▶ _TASK TO COMPLETE_: In the items below, copy the stretch from the line containing "Pinpoint the pendant" through the line containing "[255, 57, 304, 165]" word for word, leaving out the pictures.

** start of SUPPLIED RECORDS **

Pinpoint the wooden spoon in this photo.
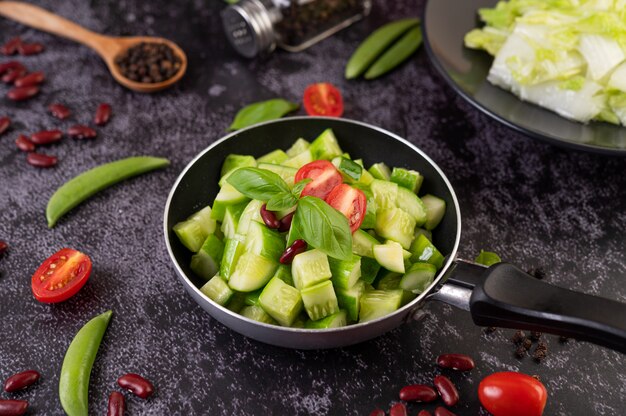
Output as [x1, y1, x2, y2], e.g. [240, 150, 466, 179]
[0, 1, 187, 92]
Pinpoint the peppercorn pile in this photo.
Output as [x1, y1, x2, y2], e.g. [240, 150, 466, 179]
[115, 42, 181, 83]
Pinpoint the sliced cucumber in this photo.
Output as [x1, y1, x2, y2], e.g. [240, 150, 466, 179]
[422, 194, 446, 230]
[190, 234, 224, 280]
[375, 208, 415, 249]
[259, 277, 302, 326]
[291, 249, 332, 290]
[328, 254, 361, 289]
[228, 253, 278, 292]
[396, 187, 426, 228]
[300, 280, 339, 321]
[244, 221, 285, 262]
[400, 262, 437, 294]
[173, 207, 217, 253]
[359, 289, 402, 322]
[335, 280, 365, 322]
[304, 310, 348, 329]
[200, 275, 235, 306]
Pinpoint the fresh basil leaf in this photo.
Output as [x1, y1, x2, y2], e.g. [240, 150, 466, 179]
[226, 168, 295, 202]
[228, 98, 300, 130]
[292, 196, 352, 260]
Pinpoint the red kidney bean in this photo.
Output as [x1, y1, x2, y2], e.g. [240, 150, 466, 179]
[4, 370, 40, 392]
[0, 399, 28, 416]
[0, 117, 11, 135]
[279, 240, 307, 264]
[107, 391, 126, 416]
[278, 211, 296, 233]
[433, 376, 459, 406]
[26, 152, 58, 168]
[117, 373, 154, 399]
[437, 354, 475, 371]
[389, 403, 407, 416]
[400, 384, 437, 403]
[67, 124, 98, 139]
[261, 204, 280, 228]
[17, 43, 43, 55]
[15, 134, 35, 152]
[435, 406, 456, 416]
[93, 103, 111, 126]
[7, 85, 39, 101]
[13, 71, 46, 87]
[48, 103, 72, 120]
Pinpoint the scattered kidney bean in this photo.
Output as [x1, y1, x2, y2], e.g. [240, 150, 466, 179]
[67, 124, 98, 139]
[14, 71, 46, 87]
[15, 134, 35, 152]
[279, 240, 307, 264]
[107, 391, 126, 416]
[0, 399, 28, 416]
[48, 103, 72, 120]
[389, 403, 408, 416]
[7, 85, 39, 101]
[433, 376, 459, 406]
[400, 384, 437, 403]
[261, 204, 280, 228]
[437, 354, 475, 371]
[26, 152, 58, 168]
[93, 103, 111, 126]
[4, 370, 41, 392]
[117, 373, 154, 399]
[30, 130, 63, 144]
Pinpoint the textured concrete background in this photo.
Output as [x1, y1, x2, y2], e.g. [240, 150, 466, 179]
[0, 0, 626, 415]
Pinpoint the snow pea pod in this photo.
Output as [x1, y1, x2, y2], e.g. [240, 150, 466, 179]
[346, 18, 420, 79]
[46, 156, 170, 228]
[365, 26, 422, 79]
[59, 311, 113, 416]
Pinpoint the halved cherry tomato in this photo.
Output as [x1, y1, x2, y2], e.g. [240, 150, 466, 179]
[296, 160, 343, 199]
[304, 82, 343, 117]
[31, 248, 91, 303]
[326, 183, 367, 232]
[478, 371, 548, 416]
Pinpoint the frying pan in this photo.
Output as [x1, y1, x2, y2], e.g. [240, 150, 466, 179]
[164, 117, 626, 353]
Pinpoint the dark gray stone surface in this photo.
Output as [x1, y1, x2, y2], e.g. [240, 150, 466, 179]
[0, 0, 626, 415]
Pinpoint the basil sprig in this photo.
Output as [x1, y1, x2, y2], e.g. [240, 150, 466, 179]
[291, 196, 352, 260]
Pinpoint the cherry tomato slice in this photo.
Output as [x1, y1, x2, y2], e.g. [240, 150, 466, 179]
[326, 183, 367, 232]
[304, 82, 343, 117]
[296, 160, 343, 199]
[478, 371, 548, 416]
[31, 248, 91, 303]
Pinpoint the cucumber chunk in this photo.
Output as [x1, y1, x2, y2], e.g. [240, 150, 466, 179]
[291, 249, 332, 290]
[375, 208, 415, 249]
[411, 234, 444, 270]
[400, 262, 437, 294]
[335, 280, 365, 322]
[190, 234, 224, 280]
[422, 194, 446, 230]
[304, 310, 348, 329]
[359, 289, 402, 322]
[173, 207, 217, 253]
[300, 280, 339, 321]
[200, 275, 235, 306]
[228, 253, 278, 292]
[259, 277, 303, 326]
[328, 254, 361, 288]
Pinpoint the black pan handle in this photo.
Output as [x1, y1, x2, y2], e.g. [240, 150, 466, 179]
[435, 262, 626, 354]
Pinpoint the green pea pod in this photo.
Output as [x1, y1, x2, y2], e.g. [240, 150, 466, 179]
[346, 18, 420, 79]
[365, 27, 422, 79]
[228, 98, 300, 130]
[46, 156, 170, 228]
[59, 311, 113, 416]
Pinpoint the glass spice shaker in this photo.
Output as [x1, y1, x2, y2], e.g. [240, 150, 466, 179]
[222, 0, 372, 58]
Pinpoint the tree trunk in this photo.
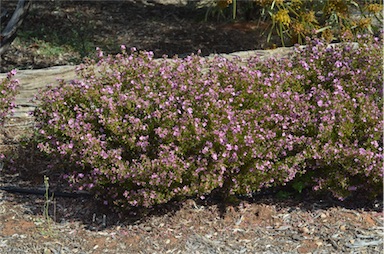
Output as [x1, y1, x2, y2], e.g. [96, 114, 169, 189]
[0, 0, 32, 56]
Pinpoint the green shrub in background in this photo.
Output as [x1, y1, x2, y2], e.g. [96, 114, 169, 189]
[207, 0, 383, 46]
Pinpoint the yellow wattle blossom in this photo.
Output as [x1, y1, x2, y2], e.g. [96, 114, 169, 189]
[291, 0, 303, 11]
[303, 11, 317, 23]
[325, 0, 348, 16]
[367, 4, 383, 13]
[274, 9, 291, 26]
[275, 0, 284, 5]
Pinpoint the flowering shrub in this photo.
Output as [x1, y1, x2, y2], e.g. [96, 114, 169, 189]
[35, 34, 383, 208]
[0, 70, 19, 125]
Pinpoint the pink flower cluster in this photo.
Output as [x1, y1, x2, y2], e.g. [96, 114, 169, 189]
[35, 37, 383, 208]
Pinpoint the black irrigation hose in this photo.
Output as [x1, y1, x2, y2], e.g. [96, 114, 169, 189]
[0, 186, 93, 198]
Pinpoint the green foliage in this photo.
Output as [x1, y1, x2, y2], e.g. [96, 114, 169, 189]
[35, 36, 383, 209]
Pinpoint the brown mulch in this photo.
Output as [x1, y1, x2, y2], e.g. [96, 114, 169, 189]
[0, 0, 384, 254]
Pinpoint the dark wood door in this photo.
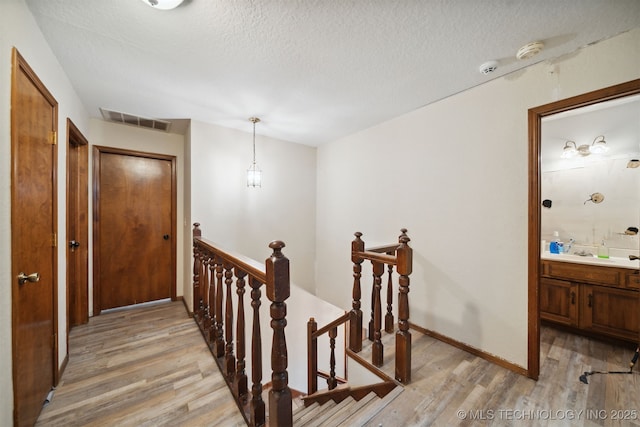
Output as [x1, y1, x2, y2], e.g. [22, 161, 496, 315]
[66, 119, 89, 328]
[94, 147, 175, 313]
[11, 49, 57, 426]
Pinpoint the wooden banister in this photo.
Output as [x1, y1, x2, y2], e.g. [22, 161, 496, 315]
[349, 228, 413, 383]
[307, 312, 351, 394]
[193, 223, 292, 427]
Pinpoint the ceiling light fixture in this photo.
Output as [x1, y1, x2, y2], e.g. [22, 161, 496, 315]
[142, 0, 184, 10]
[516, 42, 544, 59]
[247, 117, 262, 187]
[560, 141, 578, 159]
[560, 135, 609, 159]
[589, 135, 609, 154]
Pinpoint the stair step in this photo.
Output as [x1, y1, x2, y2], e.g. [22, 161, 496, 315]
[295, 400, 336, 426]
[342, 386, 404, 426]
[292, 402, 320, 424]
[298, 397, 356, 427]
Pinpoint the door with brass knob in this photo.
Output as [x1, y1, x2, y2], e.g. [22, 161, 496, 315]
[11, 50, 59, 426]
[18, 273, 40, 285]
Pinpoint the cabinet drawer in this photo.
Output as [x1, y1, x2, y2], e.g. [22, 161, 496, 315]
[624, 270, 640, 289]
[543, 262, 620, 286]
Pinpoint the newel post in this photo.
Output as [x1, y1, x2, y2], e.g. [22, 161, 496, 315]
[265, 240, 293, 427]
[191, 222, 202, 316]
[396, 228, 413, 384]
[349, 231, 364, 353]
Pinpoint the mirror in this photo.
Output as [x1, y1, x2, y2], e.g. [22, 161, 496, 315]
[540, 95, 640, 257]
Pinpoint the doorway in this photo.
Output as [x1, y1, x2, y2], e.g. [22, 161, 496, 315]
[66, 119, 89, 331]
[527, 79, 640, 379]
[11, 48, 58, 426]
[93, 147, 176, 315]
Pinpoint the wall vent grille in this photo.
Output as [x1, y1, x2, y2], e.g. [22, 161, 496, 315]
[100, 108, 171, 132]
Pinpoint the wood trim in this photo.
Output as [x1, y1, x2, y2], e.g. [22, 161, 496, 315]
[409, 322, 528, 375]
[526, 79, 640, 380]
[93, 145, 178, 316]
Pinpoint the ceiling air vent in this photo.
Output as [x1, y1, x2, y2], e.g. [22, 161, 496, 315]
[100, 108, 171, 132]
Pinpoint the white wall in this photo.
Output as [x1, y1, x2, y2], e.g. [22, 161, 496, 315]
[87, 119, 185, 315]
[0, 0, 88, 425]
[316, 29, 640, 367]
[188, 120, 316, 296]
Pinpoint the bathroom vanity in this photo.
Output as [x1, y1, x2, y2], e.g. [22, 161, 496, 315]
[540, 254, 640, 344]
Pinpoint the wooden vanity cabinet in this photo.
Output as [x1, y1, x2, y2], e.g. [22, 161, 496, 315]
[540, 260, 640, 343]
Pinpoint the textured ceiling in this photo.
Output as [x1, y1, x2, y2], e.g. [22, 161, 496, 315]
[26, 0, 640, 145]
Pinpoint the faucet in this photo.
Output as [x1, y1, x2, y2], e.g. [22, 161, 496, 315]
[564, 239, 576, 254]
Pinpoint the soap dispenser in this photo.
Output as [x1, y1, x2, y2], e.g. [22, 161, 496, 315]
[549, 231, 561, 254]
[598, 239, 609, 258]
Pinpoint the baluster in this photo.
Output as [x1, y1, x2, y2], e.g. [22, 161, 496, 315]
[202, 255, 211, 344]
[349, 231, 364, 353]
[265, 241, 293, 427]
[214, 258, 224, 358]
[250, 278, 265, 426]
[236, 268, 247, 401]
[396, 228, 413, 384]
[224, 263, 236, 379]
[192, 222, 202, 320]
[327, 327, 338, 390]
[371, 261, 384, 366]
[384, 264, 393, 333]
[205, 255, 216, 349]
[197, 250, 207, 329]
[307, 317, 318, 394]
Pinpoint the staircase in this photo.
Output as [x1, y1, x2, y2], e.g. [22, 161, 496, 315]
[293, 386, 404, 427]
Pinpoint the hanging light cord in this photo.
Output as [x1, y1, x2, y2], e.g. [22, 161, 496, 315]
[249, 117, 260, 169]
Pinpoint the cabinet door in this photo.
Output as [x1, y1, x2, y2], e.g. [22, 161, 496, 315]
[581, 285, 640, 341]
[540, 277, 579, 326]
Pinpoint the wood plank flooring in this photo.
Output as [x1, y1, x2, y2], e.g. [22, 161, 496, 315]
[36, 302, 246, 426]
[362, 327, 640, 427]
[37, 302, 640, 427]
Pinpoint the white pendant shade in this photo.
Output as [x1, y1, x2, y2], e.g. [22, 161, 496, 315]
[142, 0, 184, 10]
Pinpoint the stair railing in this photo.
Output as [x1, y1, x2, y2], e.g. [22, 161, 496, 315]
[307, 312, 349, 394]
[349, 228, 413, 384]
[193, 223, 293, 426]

** end of SUPPLIED RECORDS **
** start of SUPPLIED RECORDS **

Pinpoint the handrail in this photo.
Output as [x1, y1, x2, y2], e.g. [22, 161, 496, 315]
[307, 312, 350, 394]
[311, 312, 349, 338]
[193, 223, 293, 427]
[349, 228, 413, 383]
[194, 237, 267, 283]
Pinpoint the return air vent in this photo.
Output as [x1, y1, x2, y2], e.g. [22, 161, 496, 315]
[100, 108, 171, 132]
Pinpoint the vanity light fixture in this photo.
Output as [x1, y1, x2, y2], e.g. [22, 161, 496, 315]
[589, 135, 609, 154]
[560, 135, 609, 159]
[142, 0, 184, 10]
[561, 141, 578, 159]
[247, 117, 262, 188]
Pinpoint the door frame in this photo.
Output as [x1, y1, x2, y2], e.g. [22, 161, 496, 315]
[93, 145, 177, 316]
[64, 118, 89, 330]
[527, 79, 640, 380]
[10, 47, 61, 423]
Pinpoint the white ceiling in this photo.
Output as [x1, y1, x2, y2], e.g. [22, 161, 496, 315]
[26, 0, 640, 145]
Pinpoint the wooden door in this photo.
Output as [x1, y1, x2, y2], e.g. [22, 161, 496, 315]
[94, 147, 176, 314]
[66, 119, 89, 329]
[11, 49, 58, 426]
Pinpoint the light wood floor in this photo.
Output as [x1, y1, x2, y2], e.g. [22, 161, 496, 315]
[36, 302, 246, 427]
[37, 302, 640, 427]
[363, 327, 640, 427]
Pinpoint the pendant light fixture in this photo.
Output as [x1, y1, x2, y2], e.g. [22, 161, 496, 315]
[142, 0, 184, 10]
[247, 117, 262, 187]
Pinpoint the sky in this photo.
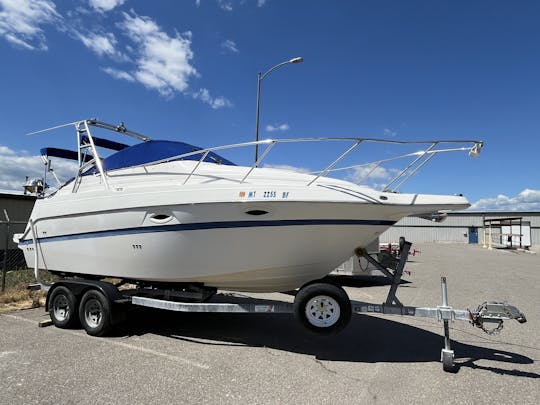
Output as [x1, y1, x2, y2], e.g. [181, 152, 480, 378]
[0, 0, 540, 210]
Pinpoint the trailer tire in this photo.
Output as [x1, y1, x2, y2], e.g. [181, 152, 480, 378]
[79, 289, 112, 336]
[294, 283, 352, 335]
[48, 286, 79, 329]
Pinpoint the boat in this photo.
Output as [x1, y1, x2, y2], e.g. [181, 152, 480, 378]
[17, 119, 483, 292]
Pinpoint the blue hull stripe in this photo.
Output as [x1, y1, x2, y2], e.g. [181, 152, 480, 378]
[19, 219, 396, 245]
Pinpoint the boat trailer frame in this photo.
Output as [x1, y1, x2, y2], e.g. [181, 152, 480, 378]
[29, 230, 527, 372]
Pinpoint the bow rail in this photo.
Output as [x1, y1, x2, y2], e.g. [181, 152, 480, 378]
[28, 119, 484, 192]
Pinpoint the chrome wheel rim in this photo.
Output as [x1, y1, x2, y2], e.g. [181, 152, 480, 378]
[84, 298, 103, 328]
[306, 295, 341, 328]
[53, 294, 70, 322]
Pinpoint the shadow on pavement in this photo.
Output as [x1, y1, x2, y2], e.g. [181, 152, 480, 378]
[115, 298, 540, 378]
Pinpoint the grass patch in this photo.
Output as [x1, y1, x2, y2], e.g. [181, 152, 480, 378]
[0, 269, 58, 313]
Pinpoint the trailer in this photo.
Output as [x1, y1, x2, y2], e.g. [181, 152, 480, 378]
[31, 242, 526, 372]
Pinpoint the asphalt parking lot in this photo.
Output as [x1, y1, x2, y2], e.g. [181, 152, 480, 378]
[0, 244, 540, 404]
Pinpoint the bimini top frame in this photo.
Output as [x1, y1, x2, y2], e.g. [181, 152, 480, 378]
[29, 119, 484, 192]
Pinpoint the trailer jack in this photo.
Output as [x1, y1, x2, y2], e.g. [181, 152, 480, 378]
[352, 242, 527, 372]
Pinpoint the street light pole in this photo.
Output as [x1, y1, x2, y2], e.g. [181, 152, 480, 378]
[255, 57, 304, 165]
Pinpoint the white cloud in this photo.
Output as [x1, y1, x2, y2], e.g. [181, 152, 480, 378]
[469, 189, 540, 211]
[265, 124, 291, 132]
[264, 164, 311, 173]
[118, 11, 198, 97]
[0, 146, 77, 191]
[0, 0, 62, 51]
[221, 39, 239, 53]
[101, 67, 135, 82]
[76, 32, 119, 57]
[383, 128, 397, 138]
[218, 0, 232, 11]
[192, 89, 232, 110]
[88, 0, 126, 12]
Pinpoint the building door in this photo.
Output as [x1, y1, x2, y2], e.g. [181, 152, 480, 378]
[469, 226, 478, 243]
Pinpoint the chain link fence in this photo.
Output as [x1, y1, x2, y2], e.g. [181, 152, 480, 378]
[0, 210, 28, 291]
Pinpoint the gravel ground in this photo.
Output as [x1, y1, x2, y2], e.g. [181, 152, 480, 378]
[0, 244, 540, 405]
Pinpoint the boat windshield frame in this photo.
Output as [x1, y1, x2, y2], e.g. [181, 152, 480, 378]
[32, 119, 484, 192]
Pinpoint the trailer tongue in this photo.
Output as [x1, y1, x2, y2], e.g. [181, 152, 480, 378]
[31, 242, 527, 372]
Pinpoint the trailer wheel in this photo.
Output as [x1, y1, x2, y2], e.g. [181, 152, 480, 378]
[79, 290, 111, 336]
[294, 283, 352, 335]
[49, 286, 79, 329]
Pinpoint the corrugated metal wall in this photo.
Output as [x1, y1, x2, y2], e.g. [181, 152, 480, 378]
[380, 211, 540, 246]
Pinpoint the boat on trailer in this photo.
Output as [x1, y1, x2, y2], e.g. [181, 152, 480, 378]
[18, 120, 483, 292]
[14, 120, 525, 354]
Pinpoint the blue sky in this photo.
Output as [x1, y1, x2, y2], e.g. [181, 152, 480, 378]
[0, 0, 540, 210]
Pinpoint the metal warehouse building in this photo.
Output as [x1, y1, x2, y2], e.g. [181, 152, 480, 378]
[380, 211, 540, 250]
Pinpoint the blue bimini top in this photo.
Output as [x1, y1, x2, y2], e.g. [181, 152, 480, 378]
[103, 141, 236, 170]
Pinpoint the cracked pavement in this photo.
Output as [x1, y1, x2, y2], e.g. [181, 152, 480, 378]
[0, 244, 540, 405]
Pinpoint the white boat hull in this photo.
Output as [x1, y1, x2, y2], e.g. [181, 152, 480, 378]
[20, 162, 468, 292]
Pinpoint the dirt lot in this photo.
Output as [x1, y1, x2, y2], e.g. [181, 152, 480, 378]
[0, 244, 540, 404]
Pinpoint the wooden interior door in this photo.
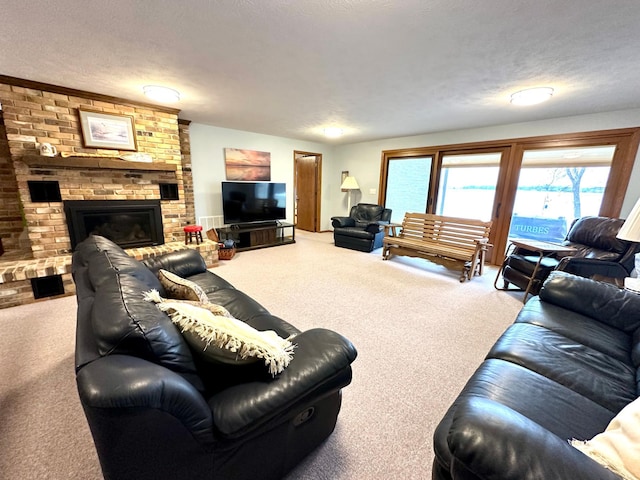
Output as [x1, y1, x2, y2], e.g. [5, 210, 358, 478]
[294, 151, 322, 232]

** end of SUPPLIED RECORDS **

▶ _CORRECT RESULT_:
Pinpoint the pendant light fixture in this photo.
Output as [x1, y1, x2, y2], e.g. [22, 161, 496, 315]
[142, 0, 184, 10]
[247, 117, 262, 187]
Pinpoint the sky in this photo.
Output as [x1, y1, x2, y2], e.g. [181, 152, 480, 378]
[0, 0, 540, 210]
Pinpoint the trailer tire in this photo.
Output as [x1, y1, x2, y2], e.g. [181, 152, 480, 378]
[79, 289, 112, 336]
[294, 283, 352, 335]
[48, 286, 79, 329]
Pinpoint the boat in this photo.
Output as [x1, y1, x2, y2], e.g. [181, 152, 480, 378]
[17, 119, 483, 292]
Pinpoint the blue hull stripe in this photo.
Output as [x1, y1, x2, y2], e.g. [181, 152, 480, 378]
[19, 219, 396, 245]
Pinpoint the boat trailer frame in this photo.
Output as [x1, y1, x2, y2], e.g. [181, 152, 480, 378]
[29, 230, 527, 372]
Pinpoint the bow rail in this photo.
Output as [x1, y1, x2, y2], e.g. [181, 152, 480, 378]
[28, 119, 484, 192]
Pinpoint the chrome wheel rim in this photo.
Output as [x1, y1, x2, y2], e.g. [181, 152, 480, 378]
[84, 298, 103, 328]
[306, 295, 341, 328]
[53, 294, 70, 322]
Pinpoint the shadow on pavement in this photo.
Output as [x1, y1, x2, y2], e.g. [181, 152, 480, 378]
[115, 298, 540, 378]
Pinpoint the grass patch in this photo.
Output as [x1, y1, x2, y2], e.g. [181, 152, 480, 378]
[0, 269, 58, 313]
Pinpoint the trailer in this photo.
Output as [x1, y1, x2, y2], e.g. [181, 152, 480, 378]
[31, 242, 526, 372]
Pinpoint the asphalt parking lot in this photo.
Output as [x1, y1, x2, y2], e.g. [181, 152, 480, 378]
[0, 244, 540, 404]
Pinpoint the bimini top frame in this photo.
Output as [x1, y1, x2, y2], e.g. [181, 152, 480, 378]
[29, 119, 484, 192]
Pinpoint the trailer jack in this photo.
Output as [x1, y1, x2, y2], e.g. [181, 152, 480, 378]
[352, 242, 527, 372]
Pinpoint the street light pole in this photo.
Output as [x1, y1, x2, y2], e.g. [181, 152, 480, 378]
[255, 57, 304, 165]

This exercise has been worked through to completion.